STUDY TEXT:
==================================================

Scientists have created the first synthetic version of a cardiac stem cell, offering therapeutic benefits comparable to those from natural stem cells, but without the risks and limitations, according to researchers from North Carolina State University, and Zhengzhou University in China.
The newly created synthetic stem cells cannot replicate. That means they could reduce some of the risks associated with natural stem-cell therapies, including tumor growth and immune rejection. The synthetic stem calls would also avoid the fragility of natural stem cells, which require careful storage and a multi-step process of typing and characterization before they can be used.
In an in vitro (test tube) experiment described in an open-access paper in Nature Communications, the scientists created synthetic “cell-mimicking microparticles” (CMMPs) and tested them on a mouse model with myocardial infarction.
The scientists found that the CMMPs’ ability to bind to cardiac tissue and promote growth after a heart attack was comparable to that of cardiac stem cells. But unlike cardiac (and other) natural stem cells, the synthetic stem cells have better preservation stability, and the technology is also generalizable to other types of stem cells, according to the researchers.

==================================================

TASKS FOR THIS EXERCISE:
[A] Can you reproduce the synthetic stem cell article word for word, beginning at the words "In an in vitro" and stopping after "to the researchers."?
[B] Which universities and publications are named in the synthetic stem cell article?
The items after this article are separate material and are not connected to it.

==================================================

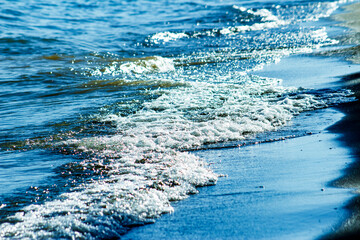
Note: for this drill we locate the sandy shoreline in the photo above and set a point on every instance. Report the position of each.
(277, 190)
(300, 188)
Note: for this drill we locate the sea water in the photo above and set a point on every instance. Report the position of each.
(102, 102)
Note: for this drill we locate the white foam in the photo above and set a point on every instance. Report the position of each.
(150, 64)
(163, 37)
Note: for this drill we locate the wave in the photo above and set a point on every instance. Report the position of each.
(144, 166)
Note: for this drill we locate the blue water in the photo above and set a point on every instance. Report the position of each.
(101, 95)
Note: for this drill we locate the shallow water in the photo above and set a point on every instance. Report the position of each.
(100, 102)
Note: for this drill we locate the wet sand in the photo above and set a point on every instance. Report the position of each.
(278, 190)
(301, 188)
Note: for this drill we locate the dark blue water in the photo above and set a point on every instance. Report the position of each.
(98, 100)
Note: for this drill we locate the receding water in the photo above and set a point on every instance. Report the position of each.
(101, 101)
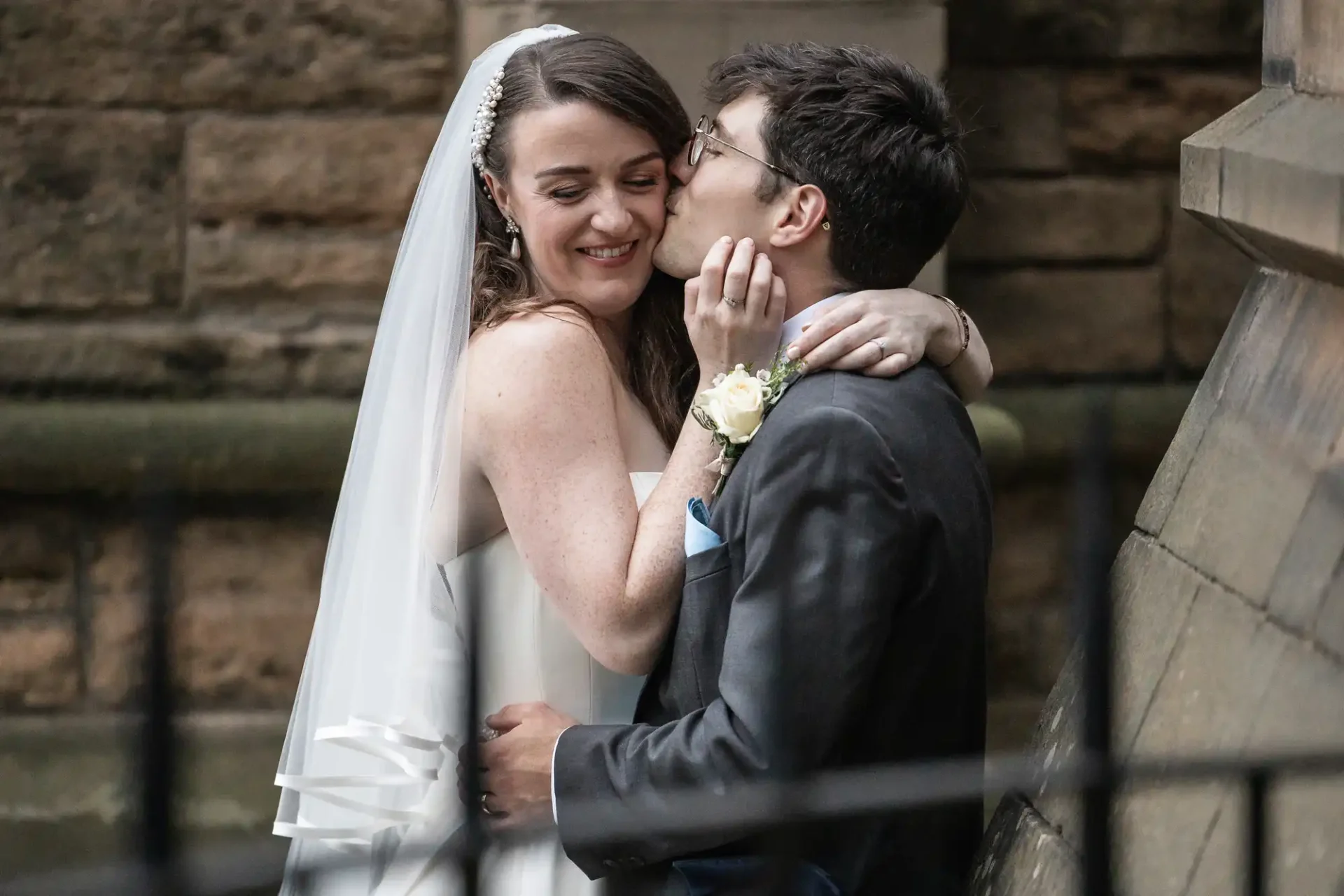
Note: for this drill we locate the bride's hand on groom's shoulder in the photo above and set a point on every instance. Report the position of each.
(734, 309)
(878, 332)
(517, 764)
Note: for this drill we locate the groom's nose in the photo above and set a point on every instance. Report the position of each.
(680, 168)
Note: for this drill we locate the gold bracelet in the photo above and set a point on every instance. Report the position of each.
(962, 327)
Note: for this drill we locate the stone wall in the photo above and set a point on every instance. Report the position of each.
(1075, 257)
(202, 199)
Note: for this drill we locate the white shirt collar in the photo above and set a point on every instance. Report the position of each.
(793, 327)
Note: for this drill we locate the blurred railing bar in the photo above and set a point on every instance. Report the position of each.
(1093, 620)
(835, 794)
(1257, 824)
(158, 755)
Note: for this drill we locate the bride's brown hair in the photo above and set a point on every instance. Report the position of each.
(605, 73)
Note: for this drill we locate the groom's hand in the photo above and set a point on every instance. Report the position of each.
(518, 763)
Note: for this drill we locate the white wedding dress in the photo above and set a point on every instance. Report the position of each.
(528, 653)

==================================================

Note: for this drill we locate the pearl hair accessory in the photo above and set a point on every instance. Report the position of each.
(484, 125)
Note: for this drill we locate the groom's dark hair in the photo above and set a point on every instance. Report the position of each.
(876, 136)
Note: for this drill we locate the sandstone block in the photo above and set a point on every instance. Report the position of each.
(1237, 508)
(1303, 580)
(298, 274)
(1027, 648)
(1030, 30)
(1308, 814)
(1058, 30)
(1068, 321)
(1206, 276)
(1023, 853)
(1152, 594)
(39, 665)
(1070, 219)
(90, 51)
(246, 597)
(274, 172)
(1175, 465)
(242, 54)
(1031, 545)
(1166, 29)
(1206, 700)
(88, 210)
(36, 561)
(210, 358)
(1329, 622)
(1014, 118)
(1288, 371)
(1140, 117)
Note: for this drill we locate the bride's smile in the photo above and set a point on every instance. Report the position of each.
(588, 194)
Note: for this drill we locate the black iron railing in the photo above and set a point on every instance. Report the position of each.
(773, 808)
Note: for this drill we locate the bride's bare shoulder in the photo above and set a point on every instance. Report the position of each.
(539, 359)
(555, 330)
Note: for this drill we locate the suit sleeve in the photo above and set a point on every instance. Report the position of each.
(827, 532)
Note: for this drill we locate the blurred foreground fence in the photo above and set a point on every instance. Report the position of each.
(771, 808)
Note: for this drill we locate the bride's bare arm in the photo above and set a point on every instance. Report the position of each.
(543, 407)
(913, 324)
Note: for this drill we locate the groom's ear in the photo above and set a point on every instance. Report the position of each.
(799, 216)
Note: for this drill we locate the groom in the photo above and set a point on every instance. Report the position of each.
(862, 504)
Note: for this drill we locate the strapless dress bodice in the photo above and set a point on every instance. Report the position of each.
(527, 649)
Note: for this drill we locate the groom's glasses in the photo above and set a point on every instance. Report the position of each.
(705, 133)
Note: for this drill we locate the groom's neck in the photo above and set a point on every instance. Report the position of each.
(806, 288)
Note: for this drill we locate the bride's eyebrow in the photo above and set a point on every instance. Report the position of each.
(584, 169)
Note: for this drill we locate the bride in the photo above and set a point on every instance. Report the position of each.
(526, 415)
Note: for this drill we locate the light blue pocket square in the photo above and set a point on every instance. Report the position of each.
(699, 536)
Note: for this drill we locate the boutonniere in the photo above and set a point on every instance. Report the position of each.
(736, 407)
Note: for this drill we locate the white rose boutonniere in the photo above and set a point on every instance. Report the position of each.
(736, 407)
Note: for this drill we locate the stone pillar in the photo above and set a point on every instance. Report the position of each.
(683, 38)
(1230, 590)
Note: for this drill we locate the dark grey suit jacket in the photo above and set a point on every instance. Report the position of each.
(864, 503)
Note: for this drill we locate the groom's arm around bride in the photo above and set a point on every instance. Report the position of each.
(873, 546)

==================================================

ANSWERS FOR THE TASKS:
[A]
In an in vitro (test tube) experiment described in an open-access paper in Nature Communications, the scientists created synthetic “cell-mimicking microparticles” (CMMPs) and tested them on a mouse model with myocardial infarction.
The scientists found that the CMMPs’ ability to bind to cardiac tissue and promote growth after a heart attack was comparable to that of cardiac stem cells. But unlike cardiac (and other) natural stem cells, the synthetic stem cells have better preservation stability, and the technology is also generalizable to other types of stem cells, according to the researchers.

[B] North Carolina State University, Zhengzhou University, Nature Communications